**EXERCISE TASK 1**. In the records below, can you copy out, word for word, the part that opens with the line containing "In this exercise you will indicate the row" and closes with the line containing "point(101, 205)"?

**READING PASSAGE**.
Mr. Robert Newby, whose name heads this sketch, lived at home until he became of age, and has always been engaged in agricultural pursuits. He was first married in Morgan County to Miss Hall, who was born here of English parentage. Her father and mother, William and Mary (Kilham) Hall, are both deceased. They died in this county, where they settled at an early day, having emigrated from England. Their daughter, Mrs. Mary Newby, died in 1874. She was a Christian woman, being a member of the Methodist Church, and in which religious organization she took great interest. She left six children to mourn her loss, four of whom are living: Robert F. is at home, and is assisting his father in the management of his farm; Mary E., G. Albert, and Emma J. are also at home; John W. was killed by a horse, which became frightened, and rearing up, fell upon him, injuring John so badly that he died five days after the accident. His death occurred in 1885. He was a single man, twenty-eight years of age, and was employed by a cattle rancher. Charles L. married Miss Sarah Moody, and died in this county in 1886. He left a wife and one child.

Mr. Newby took for his second wife Miss Julia A. McGinnis. She was born in Morgan County, in 1851, and lived here up to the time of her marriage. She is the daughter of American parents, both of whom are deceased. She is the mother of four children, whose names follow: Lodella, Walter R., Clarence, and Emily. Mr. and Mrs. newby are communicants of the Methodist Episcopal Church, and politically, Mr. Newby is a stanch Democrat. He is not what may be termed a politician, but takes interest in public affairs, as all wide-awake and intelligent citizens should.

**SUPPLIED DATA**.

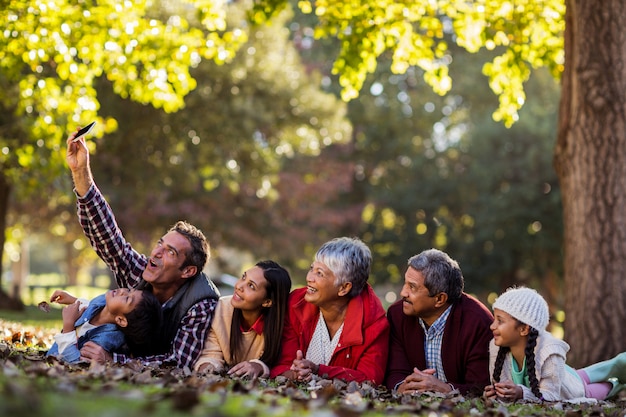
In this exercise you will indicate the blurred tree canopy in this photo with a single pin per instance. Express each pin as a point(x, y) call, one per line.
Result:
point(527, 34)
point(52, 53)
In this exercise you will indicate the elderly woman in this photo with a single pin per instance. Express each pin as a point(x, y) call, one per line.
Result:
point(336, 325)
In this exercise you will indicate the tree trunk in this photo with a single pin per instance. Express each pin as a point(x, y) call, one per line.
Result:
point(5, 191)
point(590, 159)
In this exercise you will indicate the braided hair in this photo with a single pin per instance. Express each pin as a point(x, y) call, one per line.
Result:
point(530, 362)
point(529, 353)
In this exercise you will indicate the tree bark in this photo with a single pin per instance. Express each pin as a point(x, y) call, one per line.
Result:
point(5, 191)
point(590, 160)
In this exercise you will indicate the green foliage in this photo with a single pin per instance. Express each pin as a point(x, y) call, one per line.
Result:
point(527, 34)
point(244, 159)
point(52, 52)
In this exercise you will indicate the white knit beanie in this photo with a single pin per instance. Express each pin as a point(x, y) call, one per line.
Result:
point(526, 305)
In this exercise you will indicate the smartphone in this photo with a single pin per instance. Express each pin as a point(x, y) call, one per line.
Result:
point(84, 131)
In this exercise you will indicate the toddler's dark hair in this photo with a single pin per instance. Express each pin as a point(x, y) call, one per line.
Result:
point(144, 324)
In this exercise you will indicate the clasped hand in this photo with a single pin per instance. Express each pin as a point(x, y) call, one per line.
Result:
point(303, 369)
point(420, 381)
point(507, 390)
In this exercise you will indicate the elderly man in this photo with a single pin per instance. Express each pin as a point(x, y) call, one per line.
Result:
point(439, 335)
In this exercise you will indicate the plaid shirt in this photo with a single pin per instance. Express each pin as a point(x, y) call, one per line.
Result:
point(432, 344)
point(99, 225)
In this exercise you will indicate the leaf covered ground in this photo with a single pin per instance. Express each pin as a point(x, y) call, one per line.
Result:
point(33, 385)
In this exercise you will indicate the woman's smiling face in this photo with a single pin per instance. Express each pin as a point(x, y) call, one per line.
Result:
point(251, 291)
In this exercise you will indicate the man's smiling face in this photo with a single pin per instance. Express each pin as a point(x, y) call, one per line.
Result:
point(166, 259)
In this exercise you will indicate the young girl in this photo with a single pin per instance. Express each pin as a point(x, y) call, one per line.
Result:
point(530, 364)
point(247, 327)
point(119, 320)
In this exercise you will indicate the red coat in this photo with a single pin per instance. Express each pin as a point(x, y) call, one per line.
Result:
point(361, 354)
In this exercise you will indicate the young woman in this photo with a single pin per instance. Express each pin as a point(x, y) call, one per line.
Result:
point(119, 320)
point(527, 362)
point(246, 332)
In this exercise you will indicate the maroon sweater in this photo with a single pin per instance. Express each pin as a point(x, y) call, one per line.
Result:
point(464, 349)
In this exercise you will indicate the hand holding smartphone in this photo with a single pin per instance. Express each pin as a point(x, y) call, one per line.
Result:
point(83, 131)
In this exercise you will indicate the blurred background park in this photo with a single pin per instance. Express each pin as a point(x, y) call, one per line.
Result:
point(267, 159)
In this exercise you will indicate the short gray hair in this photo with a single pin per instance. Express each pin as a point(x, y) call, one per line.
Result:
point(441, 273)
point(349, 259)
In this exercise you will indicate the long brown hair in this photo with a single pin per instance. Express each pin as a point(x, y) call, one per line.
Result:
point(278, 288)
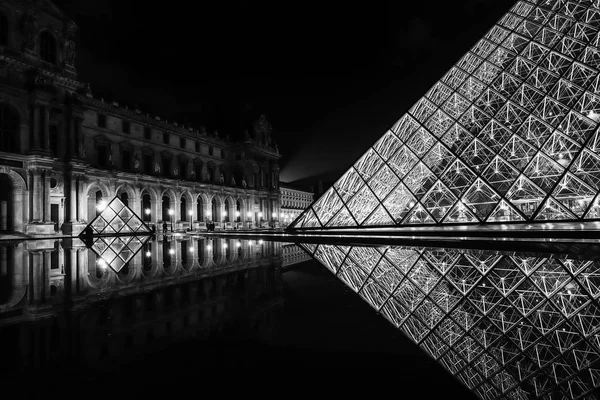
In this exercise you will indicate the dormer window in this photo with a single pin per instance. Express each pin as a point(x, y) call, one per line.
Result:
point(3, 30)
point(47, 47)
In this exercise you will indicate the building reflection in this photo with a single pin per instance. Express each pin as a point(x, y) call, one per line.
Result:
point(58, 303)
point(506, 324)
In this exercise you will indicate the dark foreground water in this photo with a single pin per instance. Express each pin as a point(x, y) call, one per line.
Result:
point(132, 316)
point(195, 314)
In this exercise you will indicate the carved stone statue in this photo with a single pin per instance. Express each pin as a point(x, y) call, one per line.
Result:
point(29, 29)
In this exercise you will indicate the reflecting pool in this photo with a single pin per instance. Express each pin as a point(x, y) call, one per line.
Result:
point(481, 323)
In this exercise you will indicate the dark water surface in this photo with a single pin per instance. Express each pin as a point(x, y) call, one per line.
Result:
point(183, 313)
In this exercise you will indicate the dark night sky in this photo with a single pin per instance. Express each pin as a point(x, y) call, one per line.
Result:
point(330, 76)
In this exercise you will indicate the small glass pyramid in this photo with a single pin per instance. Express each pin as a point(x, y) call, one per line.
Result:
point(117, 219)
point(509, 134)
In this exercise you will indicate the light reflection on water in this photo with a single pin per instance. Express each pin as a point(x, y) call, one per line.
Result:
point(513, 324)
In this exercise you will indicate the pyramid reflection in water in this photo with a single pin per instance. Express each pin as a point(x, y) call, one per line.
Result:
point(509, 134)
point(117, 251)
point(507, 325)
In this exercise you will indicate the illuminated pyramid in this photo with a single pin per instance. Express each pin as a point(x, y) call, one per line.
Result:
point(508, 325)
point(509, 134)
point(117, 219)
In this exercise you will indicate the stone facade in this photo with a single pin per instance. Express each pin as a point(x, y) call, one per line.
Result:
point(63, 152)
point(293, 202)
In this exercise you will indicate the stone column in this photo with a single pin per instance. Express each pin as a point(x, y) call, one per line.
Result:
point(36, 126)
point(71, 136)
point(47, 178)
point(46, 128)
point(72, 199)
point(38, 196)
point(47, 265)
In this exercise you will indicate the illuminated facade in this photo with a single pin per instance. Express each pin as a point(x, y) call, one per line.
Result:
point(292, 201)
point(508, 135)
point(508, 325)
point(62, 151)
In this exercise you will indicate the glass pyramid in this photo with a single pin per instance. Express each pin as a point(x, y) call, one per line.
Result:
point(509, 134)
point(508, 325)
point(117, 251)
point(117, 219)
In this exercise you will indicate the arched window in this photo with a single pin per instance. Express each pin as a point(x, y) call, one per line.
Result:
point(3, 30)
point(47, 47)
point(9, 129)
point(183, 209)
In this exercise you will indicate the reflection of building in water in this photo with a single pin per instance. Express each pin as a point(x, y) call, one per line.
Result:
point(292, 254)
point(293, 201)
point(55, 299)
point(62, 150)
point(507, 325)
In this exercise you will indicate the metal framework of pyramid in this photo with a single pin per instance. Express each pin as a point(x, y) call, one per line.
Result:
point(507, 325)
point(509, 134)
point(118, 219)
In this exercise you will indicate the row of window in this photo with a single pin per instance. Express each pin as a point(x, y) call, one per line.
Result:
point(126, 128)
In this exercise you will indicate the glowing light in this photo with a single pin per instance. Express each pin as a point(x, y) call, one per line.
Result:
point(101, 205)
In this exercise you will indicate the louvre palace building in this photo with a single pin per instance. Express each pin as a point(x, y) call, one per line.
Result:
point(63, 152)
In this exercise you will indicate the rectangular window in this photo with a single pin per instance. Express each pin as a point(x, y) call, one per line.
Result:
point(148, 167)
point(127, 160)
point(53, 131)
point(102, 156)
point(166, 166)
point(101, 121)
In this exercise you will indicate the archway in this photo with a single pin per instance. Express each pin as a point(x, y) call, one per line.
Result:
point(166, 206)
point(9, 129)
point(6, 203)
point(124, 198)
point(200, 209)
point(238, 211)
point(146, 207)
point(183, 211)
point(226, 217)
point(214, 210)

**EXERCISE TASK 2**.
Answer these questions from the Newby sketch above.
(a) In what year did Mrs. Mary Newby die?
(b) In what year was Julia A. McGinnis born?
(c) What is Mr. Newby's political affiliation?

**WORKED ANSWER 1**.
In this exercise you will indicate the row of window in this photo with a single pin per instance. Express each pin as a point(x, y) call, one per line.
Result:
point(126, 128)
In this exercise you will indicate the glowing light in this photo with a single pin per instance. Express each pin as a point(x, y) call, one per line.
Result:
point(101, 205)

**WORKED ANSWER 2**.
(a) 1874
(b) 1851
(c) He is a staunch Democrat.